▶ Work task
Whenever a line below holds the word "left", count it; then give the total and nothing else.

▶ Records
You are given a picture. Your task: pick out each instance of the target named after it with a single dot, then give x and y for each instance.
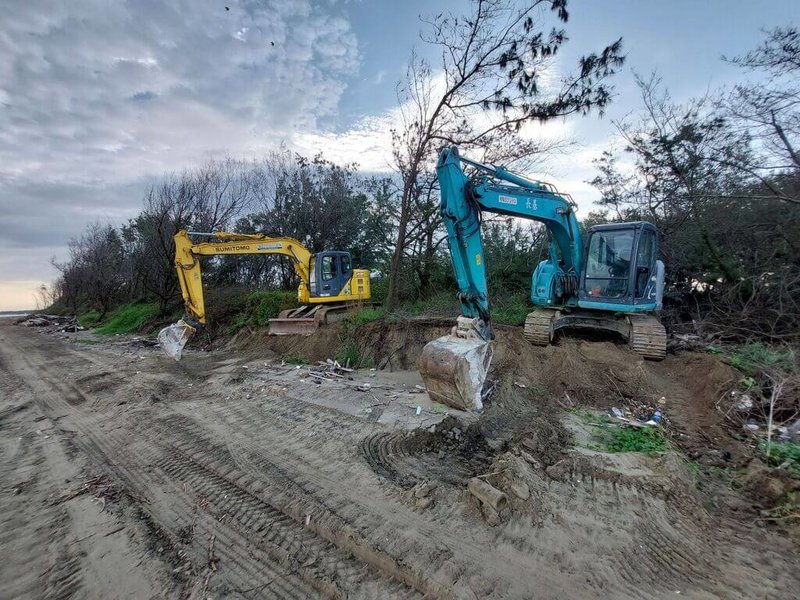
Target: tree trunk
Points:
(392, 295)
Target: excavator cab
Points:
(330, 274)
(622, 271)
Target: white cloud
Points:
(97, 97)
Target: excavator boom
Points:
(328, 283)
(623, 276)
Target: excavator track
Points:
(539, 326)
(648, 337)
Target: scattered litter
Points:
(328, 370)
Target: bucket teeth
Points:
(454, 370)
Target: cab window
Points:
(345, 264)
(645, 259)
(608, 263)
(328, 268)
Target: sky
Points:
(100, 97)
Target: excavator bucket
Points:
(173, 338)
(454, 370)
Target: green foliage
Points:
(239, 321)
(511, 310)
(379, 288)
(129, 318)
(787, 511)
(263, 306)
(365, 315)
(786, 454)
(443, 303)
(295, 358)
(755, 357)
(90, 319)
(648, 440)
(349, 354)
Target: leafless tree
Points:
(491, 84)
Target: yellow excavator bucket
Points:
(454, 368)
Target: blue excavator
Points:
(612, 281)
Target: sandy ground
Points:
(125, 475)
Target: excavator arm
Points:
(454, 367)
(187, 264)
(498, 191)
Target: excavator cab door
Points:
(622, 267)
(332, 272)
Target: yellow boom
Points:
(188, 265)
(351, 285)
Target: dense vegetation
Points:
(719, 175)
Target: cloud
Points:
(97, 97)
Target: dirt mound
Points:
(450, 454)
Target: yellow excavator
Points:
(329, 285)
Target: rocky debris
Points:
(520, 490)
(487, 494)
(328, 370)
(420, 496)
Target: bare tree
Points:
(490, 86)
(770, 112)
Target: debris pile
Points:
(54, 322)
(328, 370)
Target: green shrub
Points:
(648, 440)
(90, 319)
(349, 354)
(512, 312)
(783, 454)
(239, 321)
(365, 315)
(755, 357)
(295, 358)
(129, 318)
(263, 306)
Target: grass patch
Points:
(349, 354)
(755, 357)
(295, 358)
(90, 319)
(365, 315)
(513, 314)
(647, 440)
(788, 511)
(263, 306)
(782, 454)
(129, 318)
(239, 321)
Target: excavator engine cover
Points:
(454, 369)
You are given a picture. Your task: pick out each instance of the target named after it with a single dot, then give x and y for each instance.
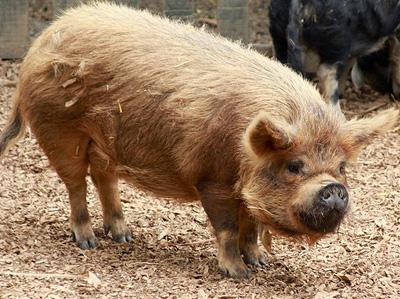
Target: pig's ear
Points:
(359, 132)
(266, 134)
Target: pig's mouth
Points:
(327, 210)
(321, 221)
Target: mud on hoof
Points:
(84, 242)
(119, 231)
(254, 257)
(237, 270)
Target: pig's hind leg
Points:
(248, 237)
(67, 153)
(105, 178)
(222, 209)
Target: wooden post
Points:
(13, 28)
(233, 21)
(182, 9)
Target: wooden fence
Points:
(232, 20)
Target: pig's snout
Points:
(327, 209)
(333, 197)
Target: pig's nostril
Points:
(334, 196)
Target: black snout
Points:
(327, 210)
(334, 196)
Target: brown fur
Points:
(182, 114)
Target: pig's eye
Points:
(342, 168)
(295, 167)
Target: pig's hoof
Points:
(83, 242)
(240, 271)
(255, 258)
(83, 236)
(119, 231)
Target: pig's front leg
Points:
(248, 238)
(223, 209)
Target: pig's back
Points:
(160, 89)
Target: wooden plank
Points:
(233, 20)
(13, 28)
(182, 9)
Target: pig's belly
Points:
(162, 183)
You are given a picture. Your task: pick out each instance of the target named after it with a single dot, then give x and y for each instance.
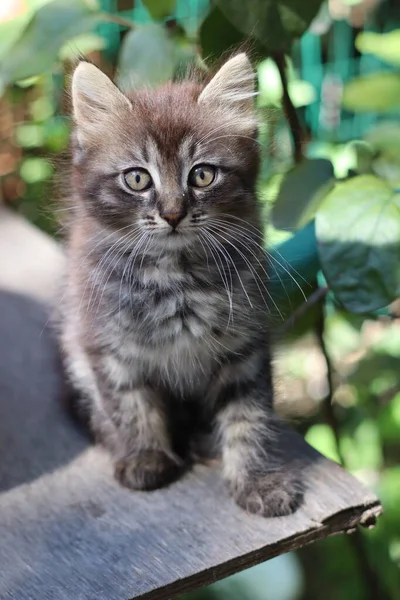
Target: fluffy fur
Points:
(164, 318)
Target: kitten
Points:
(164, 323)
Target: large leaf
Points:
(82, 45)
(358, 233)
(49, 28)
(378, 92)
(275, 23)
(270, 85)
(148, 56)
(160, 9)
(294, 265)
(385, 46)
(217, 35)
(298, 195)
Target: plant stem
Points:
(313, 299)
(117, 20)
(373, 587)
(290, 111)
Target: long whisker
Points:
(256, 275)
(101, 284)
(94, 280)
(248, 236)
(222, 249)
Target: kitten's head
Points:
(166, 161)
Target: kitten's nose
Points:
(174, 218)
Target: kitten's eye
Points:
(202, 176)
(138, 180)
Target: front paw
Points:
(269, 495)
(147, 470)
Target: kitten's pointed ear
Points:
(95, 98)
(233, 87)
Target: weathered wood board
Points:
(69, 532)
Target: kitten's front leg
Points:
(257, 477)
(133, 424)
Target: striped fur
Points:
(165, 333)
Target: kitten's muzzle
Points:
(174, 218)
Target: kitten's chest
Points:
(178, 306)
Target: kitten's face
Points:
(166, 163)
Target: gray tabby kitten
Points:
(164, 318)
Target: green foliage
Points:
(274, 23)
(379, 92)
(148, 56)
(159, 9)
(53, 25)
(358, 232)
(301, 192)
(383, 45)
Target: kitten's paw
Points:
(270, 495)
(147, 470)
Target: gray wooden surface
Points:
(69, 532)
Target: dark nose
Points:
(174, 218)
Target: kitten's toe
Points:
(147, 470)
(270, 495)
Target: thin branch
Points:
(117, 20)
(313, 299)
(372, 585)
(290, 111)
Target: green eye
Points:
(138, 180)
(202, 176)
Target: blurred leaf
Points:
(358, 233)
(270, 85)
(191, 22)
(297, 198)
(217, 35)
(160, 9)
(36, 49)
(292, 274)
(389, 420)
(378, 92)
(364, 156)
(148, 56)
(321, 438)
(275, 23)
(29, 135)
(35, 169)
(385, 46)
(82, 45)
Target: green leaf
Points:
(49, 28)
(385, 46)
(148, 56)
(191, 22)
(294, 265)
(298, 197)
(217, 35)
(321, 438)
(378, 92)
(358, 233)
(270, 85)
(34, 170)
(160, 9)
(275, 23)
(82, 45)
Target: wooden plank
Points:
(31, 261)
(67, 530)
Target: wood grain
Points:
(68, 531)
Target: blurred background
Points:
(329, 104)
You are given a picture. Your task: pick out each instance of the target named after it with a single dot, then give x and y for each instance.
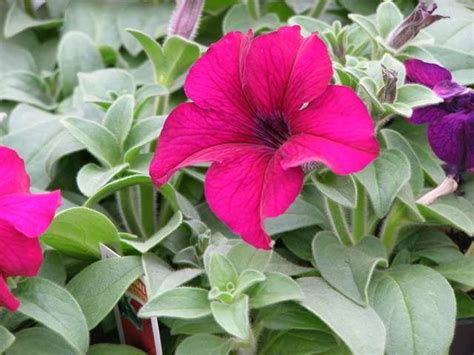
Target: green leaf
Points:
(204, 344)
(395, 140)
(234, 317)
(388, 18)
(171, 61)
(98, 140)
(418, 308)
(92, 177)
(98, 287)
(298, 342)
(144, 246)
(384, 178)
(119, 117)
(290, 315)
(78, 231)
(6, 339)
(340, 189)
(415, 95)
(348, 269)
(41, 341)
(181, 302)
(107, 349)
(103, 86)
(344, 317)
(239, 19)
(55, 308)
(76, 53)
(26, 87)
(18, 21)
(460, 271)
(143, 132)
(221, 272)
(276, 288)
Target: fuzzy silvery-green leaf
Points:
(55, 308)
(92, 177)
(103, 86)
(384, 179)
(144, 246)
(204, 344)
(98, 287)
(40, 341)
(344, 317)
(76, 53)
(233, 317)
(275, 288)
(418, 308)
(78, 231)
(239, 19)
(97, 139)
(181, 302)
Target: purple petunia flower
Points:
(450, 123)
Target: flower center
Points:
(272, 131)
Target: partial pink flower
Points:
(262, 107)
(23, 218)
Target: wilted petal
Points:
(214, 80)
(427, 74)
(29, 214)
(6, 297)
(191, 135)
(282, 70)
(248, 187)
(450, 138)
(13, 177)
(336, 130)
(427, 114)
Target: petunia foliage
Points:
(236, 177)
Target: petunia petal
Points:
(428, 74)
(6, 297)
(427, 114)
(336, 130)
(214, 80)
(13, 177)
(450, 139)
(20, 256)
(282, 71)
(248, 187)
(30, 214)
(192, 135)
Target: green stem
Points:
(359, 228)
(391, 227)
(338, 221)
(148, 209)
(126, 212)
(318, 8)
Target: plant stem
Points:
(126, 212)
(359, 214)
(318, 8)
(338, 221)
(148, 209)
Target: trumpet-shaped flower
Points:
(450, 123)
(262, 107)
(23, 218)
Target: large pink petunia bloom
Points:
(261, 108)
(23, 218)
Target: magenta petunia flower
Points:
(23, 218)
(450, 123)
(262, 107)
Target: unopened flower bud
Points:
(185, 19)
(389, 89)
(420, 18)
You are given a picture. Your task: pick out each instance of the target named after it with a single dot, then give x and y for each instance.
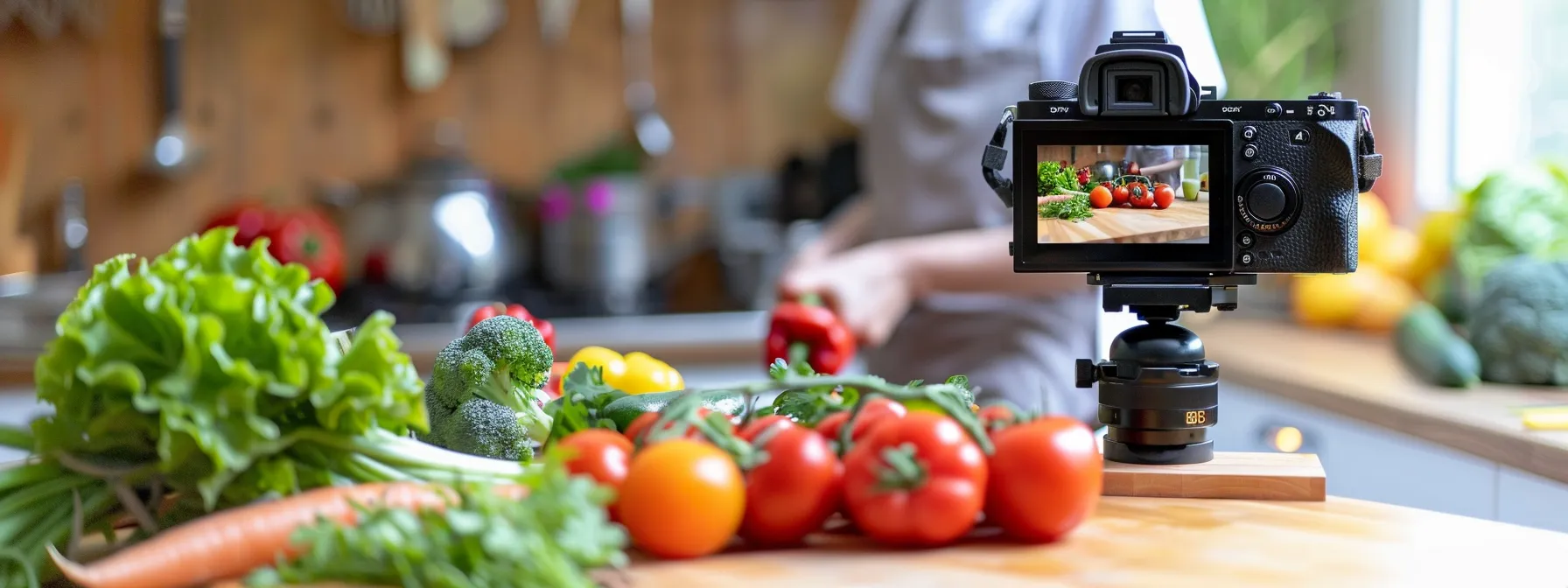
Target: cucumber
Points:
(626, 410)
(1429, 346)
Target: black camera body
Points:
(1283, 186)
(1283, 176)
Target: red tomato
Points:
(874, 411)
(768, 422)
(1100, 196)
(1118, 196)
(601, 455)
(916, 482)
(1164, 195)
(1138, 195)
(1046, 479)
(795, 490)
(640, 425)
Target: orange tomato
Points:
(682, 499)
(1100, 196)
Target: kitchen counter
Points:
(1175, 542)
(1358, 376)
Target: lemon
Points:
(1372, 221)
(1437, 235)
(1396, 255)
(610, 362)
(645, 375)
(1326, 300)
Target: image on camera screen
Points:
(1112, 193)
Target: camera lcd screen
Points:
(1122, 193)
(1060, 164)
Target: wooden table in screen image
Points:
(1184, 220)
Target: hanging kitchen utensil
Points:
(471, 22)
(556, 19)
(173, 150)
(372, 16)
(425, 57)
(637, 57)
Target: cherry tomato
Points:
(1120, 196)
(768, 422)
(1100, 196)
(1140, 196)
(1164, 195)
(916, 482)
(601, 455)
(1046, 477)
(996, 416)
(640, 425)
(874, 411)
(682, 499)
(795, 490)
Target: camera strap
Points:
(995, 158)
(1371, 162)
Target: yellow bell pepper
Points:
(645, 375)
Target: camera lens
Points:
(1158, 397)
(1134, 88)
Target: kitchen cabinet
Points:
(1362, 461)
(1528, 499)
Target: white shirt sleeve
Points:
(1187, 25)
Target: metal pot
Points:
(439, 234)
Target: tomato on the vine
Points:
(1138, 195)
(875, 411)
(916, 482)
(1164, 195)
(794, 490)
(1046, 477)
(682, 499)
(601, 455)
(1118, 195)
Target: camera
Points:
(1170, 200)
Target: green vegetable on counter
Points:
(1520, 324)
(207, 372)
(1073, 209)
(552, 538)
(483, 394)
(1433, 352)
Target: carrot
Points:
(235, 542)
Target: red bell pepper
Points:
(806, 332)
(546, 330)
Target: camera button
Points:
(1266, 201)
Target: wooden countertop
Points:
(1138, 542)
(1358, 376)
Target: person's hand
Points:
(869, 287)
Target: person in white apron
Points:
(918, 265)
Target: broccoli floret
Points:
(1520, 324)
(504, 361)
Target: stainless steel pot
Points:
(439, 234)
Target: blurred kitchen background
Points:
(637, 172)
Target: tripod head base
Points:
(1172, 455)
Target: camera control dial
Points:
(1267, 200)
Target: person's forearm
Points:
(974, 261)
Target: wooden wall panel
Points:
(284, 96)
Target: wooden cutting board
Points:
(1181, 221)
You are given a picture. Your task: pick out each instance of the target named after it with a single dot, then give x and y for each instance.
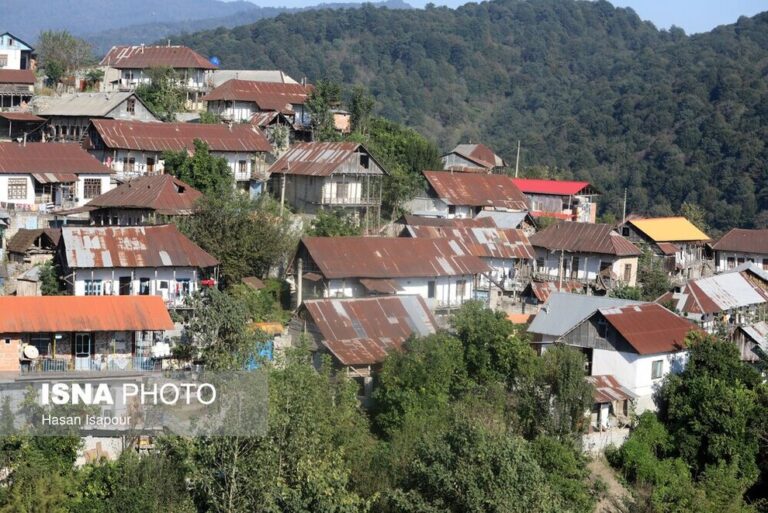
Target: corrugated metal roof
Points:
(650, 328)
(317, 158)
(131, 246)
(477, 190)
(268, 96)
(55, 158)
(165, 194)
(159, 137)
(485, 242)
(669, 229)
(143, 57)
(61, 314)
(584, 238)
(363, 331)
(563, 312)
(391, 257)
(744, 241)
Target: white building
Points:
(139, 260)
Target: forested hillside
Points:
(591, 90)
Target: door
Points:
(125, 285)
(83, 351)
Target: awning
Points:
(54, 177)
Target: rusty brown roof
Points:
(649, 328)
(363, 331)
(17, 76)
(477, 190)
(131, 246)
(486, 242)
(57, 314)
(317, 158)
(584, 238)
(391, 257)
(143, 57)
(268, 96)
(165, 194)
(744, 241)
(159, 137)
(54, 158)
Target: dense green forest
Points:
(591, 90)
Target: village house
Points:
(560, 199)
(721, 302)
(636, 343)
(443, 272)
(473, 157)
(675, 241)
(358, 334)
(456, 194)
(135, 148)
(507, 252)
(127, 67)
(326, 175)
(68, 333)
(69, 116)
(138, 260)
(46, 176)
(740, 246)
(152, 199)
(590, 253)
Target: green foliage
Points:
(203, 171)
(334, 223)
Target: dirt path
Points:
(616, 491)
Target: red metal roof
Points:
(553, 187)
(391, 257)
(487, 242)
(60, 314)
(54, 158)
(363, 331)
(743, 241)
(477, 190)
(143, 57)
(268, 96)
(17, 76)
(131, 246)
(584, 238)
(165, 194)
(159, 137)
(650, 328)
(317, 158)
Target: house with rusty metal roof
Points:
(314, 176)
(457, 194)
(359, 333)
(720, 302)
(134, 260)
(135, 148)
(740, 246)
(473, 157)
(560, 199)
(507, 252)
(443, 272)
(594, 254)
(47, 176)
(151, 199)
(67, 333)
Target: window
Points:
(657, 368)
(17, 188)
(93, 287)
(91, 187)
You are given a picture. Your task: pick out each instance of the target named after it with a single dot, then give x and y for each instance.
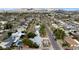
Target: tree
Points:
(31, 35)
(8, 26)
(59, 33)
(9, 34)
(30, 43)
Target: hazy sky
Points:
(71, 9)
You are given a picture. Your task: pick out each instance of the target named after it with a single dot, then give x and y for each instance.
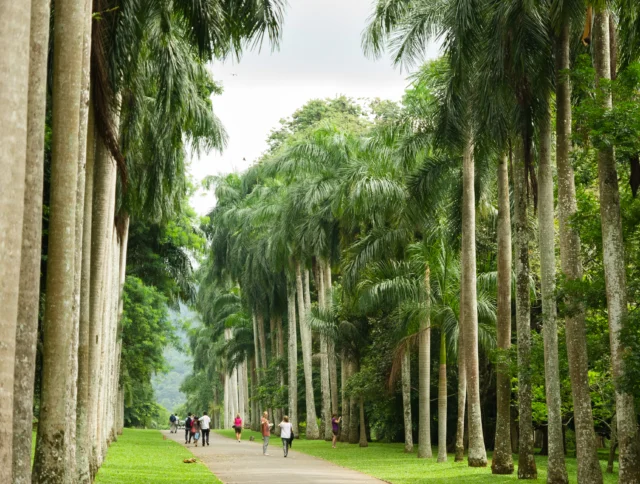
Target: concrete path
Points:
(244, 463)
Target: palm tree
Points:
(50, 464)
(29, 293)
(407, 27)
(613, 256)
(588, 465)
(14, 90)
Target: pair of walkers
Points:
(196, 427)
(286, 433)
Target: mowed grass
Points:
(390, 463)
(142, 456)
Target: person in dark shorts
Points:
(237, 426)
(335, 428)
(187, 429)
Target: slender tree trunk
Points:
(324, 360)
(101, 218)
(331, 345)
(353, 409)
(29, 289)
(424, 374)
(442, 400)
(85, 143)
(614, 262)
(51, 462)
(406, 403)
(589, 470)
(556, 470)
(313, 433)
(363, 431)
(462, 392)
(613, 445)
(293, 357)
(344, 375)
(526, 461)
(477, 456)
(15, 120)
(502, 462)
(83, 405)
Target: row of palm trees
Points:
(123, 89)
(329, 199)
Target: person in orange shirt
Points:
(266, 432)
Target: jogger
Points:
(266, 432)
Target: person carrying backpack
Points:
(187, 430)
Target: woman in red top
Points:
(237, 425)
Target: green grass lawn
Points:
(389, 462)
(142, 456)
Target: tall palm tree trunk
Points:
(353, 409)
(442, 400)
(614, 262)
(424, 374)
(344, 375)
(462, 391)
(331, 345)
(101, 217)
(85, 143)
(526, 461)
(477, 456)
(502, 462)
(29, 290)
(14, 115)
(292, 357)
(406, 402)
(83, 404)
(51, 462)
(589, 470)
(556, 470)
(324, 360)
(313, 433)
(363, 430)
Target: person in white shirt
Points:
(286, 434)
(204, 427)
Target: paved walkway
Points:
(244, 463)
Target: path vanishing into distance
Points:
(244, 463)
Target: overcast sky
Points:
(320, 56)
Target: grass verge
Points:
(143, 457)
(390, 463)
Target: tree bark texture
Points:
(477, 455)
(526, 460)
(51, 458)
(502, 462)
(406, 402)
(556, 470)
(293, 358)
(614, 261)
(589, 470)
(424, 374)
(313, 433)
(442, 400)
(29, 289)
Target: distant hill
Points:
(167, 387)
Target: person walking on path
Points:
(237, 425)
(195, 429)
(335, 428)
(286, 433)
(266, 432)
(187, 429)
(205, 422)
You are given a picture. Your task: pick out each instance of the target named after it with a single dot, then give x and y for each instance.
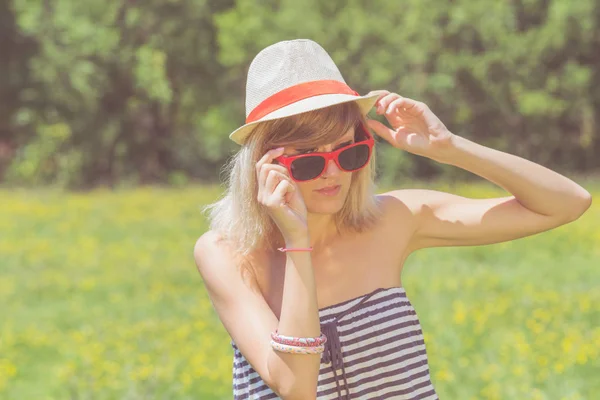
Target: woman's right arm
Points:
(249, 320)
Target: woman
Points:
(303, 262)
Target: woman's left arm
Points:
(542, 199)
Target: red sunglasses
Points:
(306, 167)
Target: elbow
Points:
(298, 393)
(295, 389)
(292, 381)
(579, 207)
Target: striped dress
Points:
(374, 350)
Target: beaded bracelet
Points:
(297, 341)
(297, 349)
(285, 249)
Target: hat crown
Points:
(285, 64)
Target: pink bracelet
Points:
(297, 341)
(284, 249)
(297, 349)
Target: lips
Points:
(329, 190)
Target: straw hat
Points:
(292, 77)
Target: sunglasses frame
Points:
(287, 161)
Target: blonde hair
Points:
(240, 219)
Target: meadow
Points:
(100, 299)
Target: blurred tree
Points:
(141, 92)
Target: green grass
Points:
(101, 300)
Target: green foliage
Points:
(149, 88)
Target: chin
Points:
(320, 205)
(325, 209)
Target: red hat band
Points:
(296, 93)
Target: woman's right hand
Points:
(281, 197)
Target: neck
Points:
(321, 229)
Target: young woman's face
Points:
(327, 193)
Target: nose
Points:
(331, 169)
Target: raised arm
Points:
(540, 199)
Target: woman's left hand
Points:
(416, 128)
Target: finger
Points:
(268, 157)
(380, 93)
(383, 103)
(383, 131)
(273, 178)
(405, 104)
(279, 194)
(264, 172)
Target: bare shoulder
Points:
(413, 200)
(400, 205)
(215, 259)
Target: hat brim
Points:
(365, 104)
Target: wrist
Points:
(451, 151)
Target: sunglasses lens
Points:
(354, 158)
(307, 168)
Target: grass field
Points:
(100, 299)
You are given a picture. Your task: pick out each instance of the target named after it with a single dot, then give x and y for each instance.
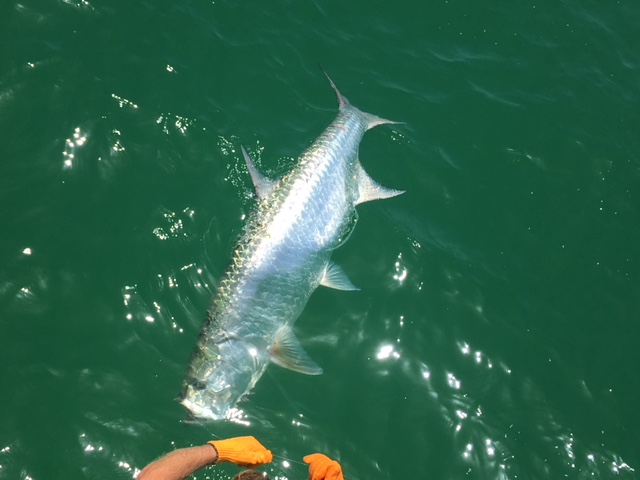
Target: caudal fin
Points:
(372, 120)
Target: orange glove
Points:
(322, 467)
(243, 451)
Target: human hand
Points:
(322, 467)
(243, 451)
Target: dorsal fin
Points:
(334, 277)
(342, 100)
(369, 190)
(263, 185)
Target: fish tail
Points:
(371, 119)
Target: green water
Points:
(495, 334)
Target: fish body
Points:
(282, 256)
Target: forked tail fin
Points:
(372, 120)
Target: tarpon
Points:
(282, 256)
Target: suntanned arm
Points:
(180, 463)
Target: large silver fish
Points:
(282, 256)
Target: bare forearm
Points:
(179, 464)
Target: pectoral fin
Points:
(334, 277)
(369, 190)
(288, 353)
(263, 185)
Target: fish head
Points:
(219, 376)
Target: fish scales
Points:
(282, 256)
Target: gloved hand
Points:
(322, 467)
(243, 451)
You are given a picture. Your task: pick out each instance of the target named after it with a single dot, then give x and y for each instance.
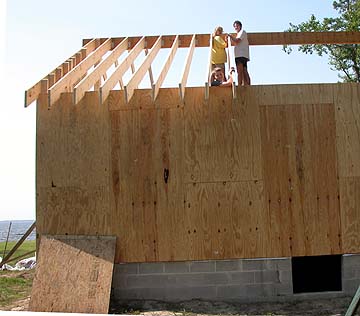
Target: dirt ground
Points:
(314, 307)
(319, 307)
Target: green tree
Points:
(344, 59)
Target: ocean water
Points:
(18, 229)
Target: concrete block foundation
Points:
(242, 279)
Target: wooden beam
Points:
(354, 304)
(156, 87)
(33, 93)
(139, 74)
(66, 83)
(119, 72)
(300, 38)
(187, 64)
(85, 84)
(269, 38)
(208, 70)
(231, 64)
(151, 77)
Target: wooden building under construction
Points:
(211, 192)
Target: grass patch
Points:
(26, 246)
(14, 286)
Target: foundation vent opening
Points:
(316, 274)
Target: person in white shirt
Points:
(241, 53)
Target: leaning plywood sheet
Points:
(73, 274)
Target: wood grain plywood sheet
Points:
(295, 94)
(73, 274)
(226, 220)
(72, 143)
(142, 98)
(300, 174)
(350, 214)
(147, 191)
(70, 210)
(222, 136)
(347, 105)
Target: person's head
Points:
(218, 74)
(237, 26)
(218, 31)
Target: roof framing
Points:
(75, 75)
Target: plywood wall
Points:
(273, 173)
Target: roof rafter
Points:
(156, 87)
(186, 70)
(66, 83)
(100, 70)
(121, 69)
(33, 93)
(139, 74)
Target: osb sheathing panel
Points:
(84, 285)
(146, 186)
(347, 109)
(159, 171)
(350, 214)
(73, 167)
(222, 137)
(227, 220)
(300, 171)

▶ Written answer
2